▶ [Consigne A] Relevez toutes les personnes nommées dans l'extrait sur le centenaire de l'AJS.
▶ [Consigne B] Pour chaque affirmation, indiquez si elle concorde avec l'extrait sur le centenaire de l'AJS, par oui ou non, en citant les mots décisifs de l'extrait. (i) Le département de sociologie de l'université de Chicago a été créé en 1892. (ii) Les « centennial essays » paraissent dans le volume 100, en janvier 1995. (iii) Le travail d'Andrew Abbott est mentionné dans l'éditorial du numéro 100.
▶ [Consigne C] Veuillez rédiger la suite de l'extrait sur le centenaire de l'AJS, en reprenant juste après sa dernière phrase.

▶ [Extrait]
+--
Le volume 100 de l’American Journal of Sociology (AJS) parait en janvier 1995, occasion de célébrer le centenaire de la plus ancienne revue de sociologie des États-Unis. Le numéro en lui-même n’a rien de spécifique, hormis la republication d’un article du premier numéro, rédigé par le créateur du journal, Albion Small. L’éditorial annonce néanmoins des « centennial essays », censés refléter la sociologie contemporaine. Au nombre de trois, ils seront publiés l’année suivante, pour mieux interroger le nouveau siècle de publications.
Dans l’édito du centième volume de l’AJS, Marta Tienda, éditrice du journal à l’époque, annonce les choix effectués pour fêter l’anniversaire. Dans un premier temps, afin de se souvenir des débuts, on peut (re)lire l’article programmatique d’Albion Small, « L’ère de la sociologie », paru dans le premier numéro. C’est l’occasion d’évaluer son héritage, qui est double : la création du département de sociologie de l’université de Chicago en 1892, et celle de l’American Journal of Sociology en 1895. Dans le même édito, Marta Tienda annonce un « inventaire interprétatif » du journal durant les cinquante dernières années. Un inventaire annoncé qui reste à entreprendre…
Commençons par un peu d’histoire. Sollicité pour écrire un article à l’occasion du centenaire du journal, Andrew Abbott écrit Department and Discipline, un livre dans lequel il retrace l’histoire du département de sociologie de Chicago et celle de l’American Journal of Sociology. Aucune mention de son travail dans le numéro 100 de la revue ou dans l’éditorial. Il se voit refuser son travail, jugé trop monographique. Raison de plus pour suivre de plus près sa réflexion, bien plus intéressante que les trois articles dits « centennials », afin d’interroger la sociologie américaine, le projet du journal, son évolution, voire son éloignement des origines.
+--
▶ [Liste des données]
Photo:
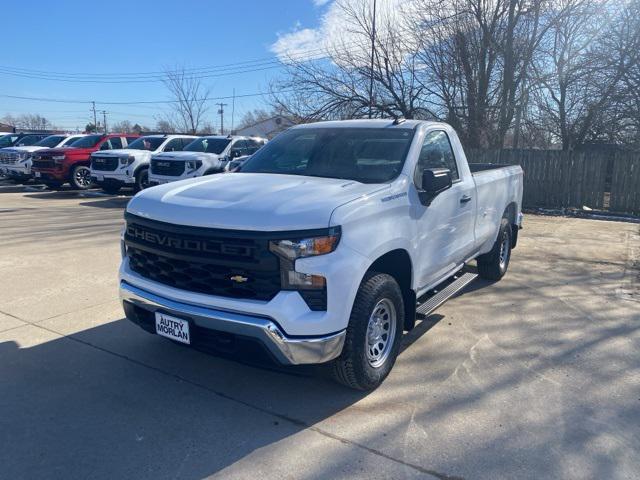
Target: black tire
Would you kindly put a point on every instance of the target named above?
+--
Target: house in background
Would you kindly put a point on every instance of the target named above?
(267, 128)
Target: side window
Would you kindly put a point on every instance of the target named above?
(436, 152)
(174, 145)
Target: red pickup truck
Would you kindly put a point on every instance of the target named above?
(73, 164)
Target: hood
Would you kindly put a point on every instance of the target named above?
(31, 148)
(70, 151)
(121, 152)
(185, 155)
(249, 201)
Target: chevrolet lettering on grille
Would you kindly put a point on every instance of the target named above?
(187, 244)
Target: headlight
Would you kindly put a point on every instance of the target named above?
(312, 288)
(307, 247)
+--
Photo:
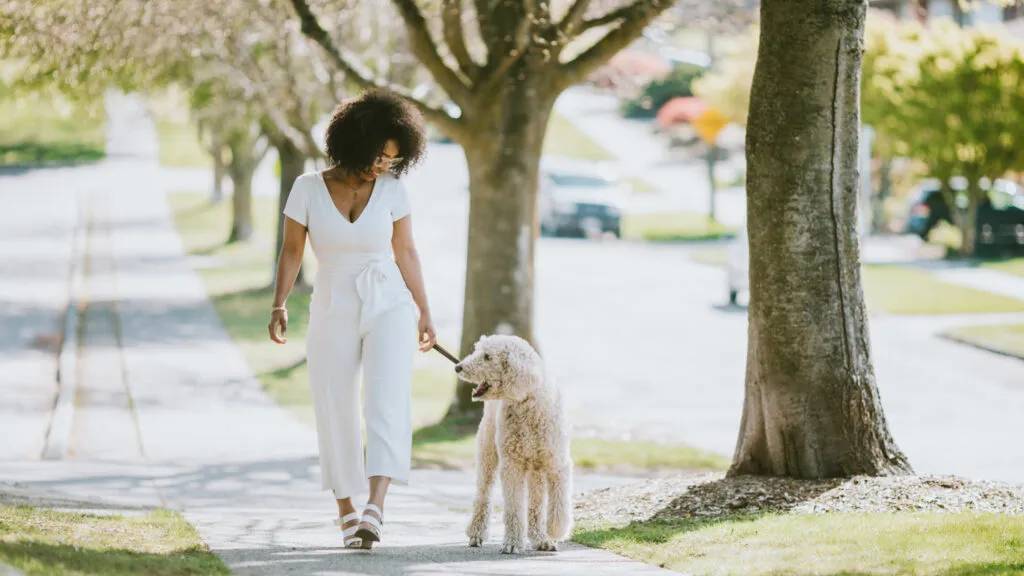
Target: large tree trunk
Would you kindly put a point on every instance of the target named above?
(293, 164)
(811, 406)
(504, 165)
+--
▶ [Réponse rédigée A] Albion Small, Marta Tienda, Andrew Abbott

▶ [Réponse rédigée B]
(i) Oui : « la création du département de sociologie de l’université de Chicago en 1892 »
(ii) Non : « ils seront publiés l’année suivante »
(iii) Non : « Aucune mention de son travail dans le numéro 100 de la revue ou dans l’éditorial. »

▶ [Réponse rédigée C]
Au début, l’AJS est la revue d’un seul homme, Albion Small, qui sera l’éditeur du journal pendant plus de trente ans. Puis celle d’un groupe primaire, les sociologues de Chicago, et enfin une pièce parmi tant d’autres dans la structure bureaucratique de la sociologie américaine. Abbott insiste avec raison sur le fait que l’AJS n’est pas l’émanation d’une discipline, mais qu’au contraire c’est la revue et ses réseaux qui permettent l’émergence de la sociologie comme discipline. Organe officiel en 1906 de l’American Sociological Society, l’AJS est centrale jusqu’en 1936. Au congrès de l’association en 1935, une majorité conteste l’hégémonie de l’école de Chicago sur la discipline. Le contexte disciplinaire évolue, des revues spécialisées voient le jour.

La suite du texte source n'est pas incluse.